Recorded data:
***

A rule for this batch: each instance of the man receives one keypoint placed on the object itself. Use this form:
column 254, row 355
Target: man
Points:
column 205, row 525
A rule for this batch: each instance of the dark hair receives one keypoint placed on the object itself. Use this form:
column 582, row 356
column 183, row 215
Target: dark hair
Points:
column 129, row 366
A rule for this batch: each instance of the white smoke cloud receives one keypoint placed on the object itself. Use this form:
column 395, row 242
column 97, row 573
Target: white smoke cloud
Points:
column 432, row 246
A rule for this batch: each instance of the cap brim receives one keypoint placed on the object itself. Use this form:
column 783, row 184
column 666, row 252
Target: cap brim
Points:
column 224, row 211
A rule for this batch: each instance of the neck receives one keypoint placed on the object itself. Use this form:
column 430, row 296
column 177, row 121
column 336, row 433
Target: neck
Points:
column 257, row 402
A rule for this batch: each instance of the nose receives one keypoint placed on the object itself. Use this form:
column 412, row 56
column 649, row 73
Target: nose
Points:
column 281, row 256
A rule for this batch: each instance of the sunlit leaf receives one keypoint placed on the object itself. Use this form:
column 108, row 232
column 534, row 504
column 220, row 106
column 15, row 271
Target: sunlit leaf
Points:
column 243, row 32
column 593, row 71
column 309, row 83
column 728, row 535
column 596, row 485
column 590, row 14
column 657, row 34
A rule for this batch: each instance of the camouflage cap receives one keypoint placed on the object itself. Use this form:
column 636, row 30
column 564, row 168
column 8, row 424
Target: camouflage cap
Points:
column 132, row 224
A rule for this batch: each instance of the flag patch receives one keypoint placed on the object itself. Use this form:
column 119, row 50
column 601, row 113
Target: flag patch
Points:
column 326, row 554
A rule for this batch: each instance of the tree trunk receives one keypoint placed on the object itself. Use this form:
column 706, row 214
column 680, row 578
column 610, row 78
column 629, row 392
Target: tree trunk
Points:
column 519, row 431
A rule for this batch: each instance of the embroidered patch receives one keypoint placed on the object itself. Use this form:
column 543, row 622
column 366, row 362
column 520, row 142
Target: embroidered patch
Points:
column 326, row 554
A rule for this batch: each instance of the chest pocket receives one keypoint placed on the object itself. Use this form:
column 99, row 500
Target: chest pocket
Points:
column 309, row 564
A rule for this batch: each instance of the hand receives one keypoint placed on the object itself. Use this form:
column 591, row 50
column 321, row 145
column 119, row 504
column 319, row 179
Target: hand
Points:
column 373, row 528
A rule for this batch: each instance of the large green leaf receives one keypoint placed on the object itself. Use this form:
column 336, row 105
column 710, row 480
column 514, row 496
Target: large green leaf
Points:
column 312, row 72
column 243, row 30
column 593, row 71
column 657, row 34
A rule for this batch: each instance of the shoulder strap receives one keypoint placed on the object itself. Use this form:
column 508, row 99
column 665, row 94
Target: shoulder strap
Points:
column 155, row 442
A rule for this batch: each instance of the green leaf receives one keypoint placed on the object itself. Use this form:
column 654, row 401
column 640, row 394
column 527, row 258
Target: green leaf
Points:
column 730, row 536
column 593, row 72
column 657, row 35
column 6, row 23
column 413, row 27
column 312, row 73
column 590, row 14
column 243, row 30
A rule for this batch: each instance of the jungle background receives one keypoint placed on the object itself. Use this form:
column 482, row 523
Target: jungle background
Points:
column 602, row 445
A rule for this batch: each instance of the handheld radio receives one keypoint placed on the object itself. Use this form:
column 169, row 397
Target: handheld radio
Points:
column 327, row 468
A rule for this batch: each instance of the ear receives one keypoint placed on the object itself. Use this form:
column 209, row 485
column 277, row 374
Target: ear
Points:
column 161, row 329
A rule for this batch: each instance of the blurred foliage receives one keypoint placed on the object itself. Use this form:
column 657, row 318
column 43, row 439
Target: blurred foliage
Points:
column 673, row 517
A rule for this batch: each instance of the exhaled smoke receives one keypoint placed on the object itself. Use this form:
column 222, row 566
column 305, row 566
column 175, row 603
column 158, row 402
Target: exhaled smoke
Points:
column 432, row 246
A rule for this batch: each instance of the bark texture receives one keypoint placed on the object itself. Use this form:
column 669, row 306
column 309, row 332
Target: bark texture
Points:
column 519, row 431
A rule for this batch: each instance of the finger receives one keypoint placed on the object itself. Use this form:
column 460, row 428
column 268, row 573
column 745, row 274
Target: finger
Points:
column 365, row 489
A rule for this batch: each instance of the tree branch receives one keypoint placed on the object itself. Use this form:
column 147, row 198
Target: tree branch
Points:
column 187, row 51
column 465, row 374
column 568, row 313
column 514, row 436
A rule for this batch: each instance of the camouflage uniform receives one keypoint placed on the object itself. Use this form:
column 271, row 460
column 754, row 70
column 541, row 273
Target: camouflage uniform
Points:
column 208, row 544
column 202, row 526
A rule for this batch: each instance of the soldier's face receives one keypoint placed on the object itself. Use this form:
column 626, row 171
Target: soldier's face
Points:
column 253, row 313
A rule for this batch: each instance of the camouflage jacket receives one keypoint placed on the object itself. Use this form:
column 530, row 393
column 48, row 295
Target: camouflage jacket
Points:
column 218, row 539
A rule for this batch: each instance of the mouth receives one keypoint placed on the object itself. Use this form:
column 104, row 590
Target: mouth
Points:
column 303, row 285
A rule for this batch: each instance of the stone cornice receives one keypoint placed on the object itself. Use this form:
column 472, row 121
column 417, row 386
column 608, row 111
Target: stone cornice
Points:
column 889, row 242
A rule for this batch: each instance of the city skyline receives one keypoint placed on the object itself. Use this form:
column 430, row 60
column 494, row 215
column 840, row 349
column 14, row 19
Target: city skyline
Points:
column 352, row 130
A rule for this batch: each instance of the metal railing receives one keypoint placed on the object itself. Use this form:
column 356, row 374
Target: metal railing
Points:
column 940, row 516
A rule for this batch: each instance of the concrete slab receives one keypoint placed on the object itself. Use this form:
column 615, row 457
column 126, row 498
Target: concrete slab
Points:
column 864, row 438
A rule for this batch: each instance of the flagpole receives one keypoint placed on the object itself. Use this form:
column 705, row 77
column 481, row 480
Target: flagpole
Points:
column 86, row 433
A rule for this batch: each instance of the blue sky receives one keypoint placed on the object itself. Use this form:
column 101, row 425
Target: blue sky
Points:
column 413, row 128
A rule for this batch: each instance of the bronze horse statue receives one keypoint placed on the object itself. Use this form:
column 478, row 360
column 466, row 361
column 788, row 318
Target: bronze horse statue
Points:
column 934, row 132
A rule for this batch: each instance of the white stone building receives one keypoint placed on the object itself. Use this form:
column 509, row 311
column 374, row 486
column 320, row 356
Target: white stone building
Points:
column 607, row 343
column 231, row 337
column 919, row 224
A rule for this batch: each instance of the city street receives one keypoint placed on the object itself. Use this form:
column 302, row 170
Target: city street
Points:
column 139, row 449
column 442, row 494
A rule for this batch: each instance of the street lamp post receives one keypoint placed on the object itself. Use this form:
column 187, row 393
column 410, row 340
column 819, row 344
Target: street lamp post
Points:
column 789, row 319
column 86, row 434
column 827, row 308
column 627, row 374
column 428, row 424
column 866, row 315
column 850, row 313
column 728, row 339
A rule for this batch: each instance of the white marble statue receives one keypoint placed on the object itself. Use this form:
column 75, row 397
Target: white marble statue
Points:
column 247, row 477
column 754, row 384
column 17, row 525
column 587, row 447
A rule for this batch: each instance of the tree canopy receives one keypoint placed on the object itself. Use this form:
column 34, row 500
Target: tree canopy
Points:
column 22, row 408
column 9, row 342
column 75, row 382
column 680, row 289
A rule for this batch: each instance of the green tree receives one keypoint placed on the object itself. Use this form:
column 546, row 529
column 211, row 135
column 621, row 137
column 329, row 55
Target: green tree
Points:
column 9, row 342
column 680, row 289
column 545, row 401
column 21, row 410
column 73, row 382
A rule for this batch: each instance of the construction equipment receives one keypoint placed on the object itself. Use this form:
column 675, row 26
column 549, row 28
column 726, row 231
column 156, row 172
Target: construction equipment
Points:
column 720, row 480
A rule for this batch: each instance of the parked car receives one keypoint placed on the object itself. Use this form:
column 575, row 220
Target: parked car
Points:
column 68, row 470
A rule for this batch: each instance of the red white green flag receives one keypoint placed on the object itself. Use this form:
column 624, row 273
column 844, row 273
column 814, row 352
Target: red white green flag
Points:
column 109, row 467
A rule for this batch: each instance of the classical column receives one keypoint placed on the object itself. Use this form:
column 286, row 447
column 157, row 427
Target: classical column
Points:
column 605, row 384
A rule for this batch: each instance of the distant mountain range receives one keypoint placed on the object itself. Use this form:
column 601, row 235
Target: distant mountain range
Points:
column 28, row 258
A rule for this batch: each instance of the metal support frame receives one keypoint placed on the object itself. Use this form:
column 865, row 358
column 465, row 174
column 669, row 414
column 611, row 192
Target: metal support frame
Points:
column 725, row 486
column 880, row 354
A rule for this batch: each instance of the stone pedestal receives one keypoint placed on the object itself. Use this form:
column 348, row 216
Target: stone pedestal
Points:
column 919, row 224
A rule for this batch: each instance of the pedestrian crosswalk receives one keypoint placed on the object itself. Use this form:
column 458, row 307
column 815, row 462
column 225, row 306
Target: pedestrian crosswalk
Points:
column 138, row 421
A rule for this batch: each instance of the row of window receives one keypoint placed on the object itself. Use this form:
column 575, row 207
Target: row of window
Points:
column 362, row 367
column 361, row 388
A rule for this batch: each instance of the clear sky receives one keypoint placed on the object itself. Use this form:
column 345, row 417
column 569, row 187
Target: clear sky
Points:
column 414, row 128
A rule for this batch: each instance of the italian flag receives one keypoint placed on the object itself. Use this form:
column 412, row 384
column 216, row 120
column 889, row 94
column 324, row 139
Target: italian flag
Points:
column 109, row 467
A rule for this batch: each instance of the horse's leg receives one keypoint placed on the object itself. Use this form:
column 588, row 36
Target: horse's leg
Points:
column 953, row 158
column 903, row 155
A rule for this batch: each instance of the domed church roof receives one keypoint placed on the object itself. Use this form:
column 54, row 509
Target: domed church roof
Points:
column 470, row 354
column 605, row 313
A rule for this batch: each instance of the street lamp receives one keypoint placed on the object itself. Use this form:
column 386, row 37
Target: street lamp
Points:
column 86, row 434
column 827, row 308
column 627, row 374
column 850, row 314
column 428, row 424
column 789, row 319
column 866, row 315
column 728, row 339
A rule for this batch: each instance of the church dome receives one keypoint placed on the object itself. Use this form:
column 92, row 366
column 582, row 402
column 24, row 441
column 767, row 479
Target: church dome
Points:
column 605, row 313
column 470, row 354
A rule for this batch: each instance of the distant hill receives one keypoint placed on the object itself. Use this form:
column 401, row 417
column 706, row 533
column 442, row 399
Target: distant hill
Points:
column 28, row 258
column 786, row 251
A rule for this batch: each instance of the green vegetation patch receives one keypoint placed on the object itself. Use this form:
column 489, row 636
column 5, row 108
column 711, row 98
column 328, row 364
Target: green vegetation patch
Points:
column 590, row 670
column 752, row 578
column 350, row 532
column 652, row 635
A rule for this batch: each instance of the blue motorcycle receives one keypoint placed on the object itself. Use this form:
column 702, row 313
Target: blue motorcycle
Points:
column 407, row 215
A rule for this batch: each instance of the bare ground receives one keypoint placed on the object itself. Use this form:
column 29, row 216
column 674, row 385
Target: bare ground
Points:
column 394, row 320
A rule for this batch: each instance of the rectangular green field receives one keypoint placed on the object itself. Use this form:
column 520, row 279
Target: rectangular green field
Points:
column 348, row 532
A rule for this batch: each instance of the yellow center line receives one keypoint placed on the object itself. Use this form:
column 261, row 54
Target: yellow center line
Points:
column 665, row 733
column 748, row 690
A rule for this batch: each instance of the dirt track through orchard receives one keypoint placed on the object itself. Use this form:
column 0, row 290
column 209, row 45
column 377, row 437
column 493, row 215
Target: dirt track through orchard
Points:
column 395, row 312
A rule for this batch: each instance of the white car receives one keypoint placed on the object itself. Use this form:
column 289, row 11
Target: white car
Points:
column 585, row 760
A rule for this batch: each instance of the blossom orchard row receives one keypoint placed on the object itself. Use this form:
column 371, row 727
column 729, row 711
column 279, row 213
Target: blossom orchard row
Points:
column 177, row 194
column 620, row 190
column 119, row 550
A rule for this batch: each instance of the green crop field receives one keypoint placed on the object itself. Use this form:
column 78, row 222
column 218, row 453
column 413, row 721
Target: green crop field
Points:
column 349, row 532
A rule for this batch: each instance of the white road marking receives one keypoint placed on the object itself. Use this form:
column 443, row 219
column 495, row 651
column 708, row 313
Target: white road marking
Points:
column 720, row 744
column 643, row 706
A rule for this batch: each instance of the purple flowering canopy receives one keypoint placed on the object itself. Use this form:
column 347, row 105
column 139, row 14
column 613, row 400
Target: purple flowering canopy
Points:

***

- [Required task]
Change "stone cornice" to "stone ledge" in the part of the listing that opens with the line containing "A rule for this batch: each instance of the stone cornice" and closes with the line containing "column 442, row 494", and write out those lines again with nothing else altered.

- [Finished answer]
A rule for this batch: each instance of the stone ledge receives one keypoint placed on the object itself. Use this form:
column 472, row 121
column 417, row 386
column 608, row 111
Target: stone ledge
Points:
column 889, row 242
A rule for this batch: each instance of the city skyline receives one keypoint placed on the object itself. Use this form:
column 430, row 60
column 494, row 215
column 840, row 349
column 14, row 19
Target: city skyline
Points:
column 352, row 130
A rule for this batch: each instance of the metal railing receives one keypoint placed on the object itself. Use this form:
column 356, row 374
Target: metal railing
Points:
column 940, row 516
A rule for this batch: each instance of the concrete slab receives one keypoint placed on the object itself. Use this form:
column 615, row 457
column 126, row 498
Target: concrete slab
Points:
column 864, row 438
A rule for this batch: each instance of the flagpole receives one keypoint placed on the object itself. Use this form:
column 705, row 77
column 481, row 480
Target: flagpole
Points:
column 86, row 433
A rule for this batch: each instance of the blue sky receives one keypoint placed on the object itself. Use this form:
column 101, row 425
Target: blue sky
Points:
column 413, row 128
A rule for this batch: each instance of the bronze horse statue receives one keypoint placed on the object itself. Use this form:
column 478, row 360
column 466, row 361
column 788, row 318
Target: bronze horse statue
Points:
column 934, row 132
A rule for this batch: each instance of the white stone building receives one keypoint placed on the object itself. Use this form:
column 509, row 311
column 374, row 486
column 320, row 356
Target: white stone building
Points:
column 607, row 343
column 231, row 337
column 919, row 224
A rule for this batch: each instance of the city street receives one keypoint placed on the object itself. Use this form:
column 302, row 170
Target: city street
Points:
column 139, row 449
column 442, row 494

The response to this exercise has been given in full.